Корни психологически может быть и сходные, но Розанов изучал иудаизм, прекрасно его знал, равно как Ветхий завет, еврейские традиции, обряды и Кабаллу. Поэтому наследием Розанова занимаются много специалистов по иудаистике. У Паунда же знания были поверхностные, именно в иудаизме - провинциальные, и, повторюсь, идея-фикс не отражалась на уровне общения.
- По-моему, это очень характерно для антисемитов делить мир на хороших евреев и плохих. Ведь и для Гитлера были евреи, с которыми он готов был мириться в этой жизни.
Паунд вслед за Блейком выступал против всяких форм хищничества, ростовщичества… Знаменитая его 45-я «Канта» посвящена ростовщичеству. Для него Ротшильд – символ накопления капитала и власти над миром, которую он явно преувеличивал. Паунд считал, что Гражданская война в США началась не только из-за того, что южные штаты захотели выйти из федерации, но и потому, что южане задолжали северянам: только одному Нью-Йорку были должны огромные по тем временам деньги – несколько миллионов долларов. Обо всем этом я подробно пишу в предисловии: о его противоречиях и заблуждениях. Надо сказать, что у Паунда никогда не было твердого заработка. Из США он перебрался в Европу и за исключением полугода работы в американской глубинке, он нигде постоянно не работал. Паунд был сотрудником редакции, писал много статей по искусству, литературе и музыке, был незаурядным критиком и теоретиком модернизма, получал неплохие гонорары, но жил он, в основном, на приданное своей жены, что было ни чем иным, как ростовщическим процентом. Ее отец Генри Шекспир, крупный юрист по недвижимости, купил акции различных компаний, что и было постоянным «доходом» семьи Паунда. То есть в его собственной жизни есть немало противоречий. Он сопротивлялся и упорствовал, когда нужно было выжить и работать в условиях психиатрической больницы-тюрьмы, где настоящие сумасшедшие кричали по ночам, а буйные ходили в смирительных рубашках, «где мертвые ходят, //а живые сделаны из картона» (Из “Canto 115”, перевод Я. Пробштейна). Когда же нечеловеческое давление и напряжение исчезло, он начал думать и подводить итоги. Он бунтовал против Бога, против косности в искусстве и литературе, против социальной и экономической несправедливости. В конце жизни Паунд взбунтовался против самого себя.

**Исходные данные**
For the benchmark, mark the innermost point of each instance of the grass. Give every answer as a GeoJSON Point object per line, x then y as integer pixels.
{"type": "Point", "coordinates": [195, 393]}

**Что нужно сделать**
[1] Перечислите, против чего, согласно отрывку о Паунде, он бунтовал.
[2] Напишите продолжение отрывка о Паунде, начиная после его последнего предложения.

**Ответы**
[1] Против Бога, против косности в искусстве и литературе, против социальной и экономической несправедливости, против самого себя.

[2]
- Не подумайте, что я так подробно разбирал тему антисемитизма Паунда, чтобы в конце заявить: «Раз он антисемит, то кому его искусство нужно». Пользуясь этим принципом, можно было бы многих писателей из национальных литератур выбросить. Эзра Паунд, конечно, в мировой поэзии из первого ряда. В чем новизна его поэтического взгляда?
- Мы сегодня упомянули Элиота. Будущий Нобелевский лауреат был введен в поэзию Эзрой Паундом, и Паунд был первым редактором «Бесплодной земли», он же помог в 1922 году издать поэму. Проделав «кесареву операцию», он вдвое сократил и реорганизовал поэму, придав ей цельность. Элиот безусловно оценил по достоинству работу Паунда и посвятил ему поэму, написав: «Непревзойдённому мастеру». Первый человек, издавший Фроста, также был Паунд; первый человек, который издал Джойса – был Паунд. Он добился, что Натали Барни, дочь мультимиллионера, основавшая в Париже издательство и магазин (весьма известный - «Шекспир и компани», он есть и в Нью-Йорке, на Бродвее, напротив нью-йоркского университета), издала в 1922 году «Улисс» Джойса, которого в то время упрекали в непристойностях, как позднее «Лолиту» Набокова. Хэмингуэй отмечал, что Паунд помог ему избавиться от избитых эпитетов и готов был в 1954 г. отказаться от Нобелевской премии в пользу Паунда.
Что же касается новизны Паунда, то он изобрел имажизм, основанный на образе, очищенном от рефлексии. Имажисты боролись за то, чтобы не было ни одного лишнего слова, которое бы не работало на саму идею и образ. При этом Паунд призывал «сочинять в последовательности музыкальной фразы, а не метронома».
Паундом было введено понятие «вортицизм» (водоворот). Оказалось, что имидж прекрасно действует на небольших лирических произведениях, но для больших крупных форм как основной прием не подходит. Вортекс, по Паунду, – это перенесение мысли в действие, то есть речь шла уже не только о технике, но и о некоем видении. Для Паунда вортексом был итальянский Ренессанс, и он жил в предчувствии нового, модернистского ренессанса.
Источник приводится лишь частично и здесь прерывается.